## YOUR TASK
Copy out the stretch from the line containing "[locate] tile floor (one dot each)" through the end of the records, character for character. Leave the pictures out.

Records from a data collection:
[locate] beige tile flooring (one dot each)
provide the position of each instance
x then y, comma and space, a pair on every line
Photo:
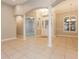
62, 48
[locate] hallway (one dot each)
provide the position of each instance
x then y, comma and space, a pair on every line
62, 48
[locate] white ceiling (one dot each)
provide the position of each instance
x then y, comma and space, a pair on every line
14, 2
67, 5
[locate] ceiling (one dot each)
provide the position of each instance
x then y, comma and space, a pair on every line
18, 2
14, 2
67, 5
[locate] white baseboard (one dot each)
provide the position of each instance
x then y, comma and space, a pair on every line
66, 36
3, 40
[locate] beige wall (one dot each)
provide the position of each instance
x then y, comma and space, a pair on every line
8, 23
60, 21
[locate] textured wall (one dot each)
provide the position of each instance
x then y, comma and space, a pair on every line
8, 22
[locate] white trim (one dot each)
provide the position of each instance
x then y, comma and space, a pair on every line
3, 40
24, 28
66, 36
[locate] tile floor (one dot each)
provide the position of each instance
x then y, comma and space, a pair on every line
62, 48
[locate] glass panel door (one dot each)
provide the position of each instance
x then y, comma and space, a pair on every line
29, 27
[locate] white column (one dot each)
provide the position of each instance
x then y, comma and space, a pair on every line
50, 26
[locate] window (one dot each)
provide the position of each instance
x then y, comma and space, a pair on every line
70, 23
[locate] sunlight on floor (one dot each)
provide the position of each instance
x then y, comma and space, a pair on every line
62, 48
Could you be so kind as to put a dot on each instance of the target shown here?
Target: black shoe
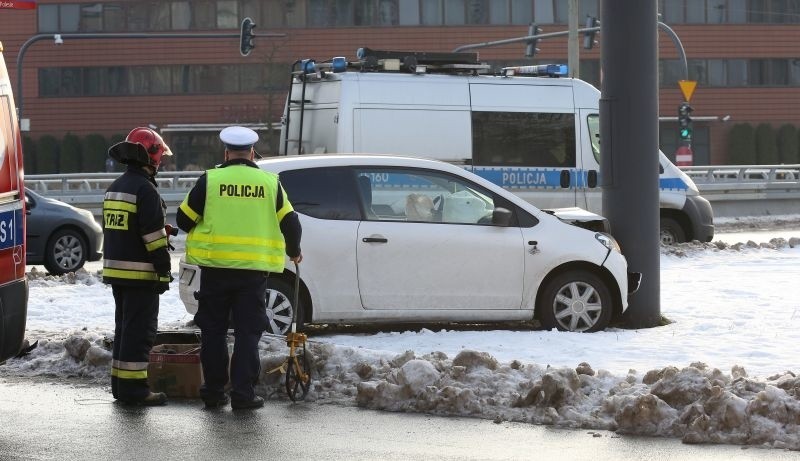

## EXERCISE ANSWER
[locate] tile floor (one dot each)
provide the position of each instance
x then y, comma and space, a pair on every line
62, 48
[locate] glass panel door (one dot each)
provide the position of each instance
x then y, comma and space, a pair on every line
29, 27
[locate] white column (one dot each)
provide the position of each instance
x then y, comma and space, a pair on every line
50, 26
[locate] window (one dot each)
provide the position of each instance
x then y, comma and space, a pair on every line
70, 23
[locate] sunlight on floor (one dot each)
provide the position of each instance
x then y, comma and space, a pair on every line
62, 48
Could you be so kind as to put a dot on each instance of the target shown here?
Target: black shoe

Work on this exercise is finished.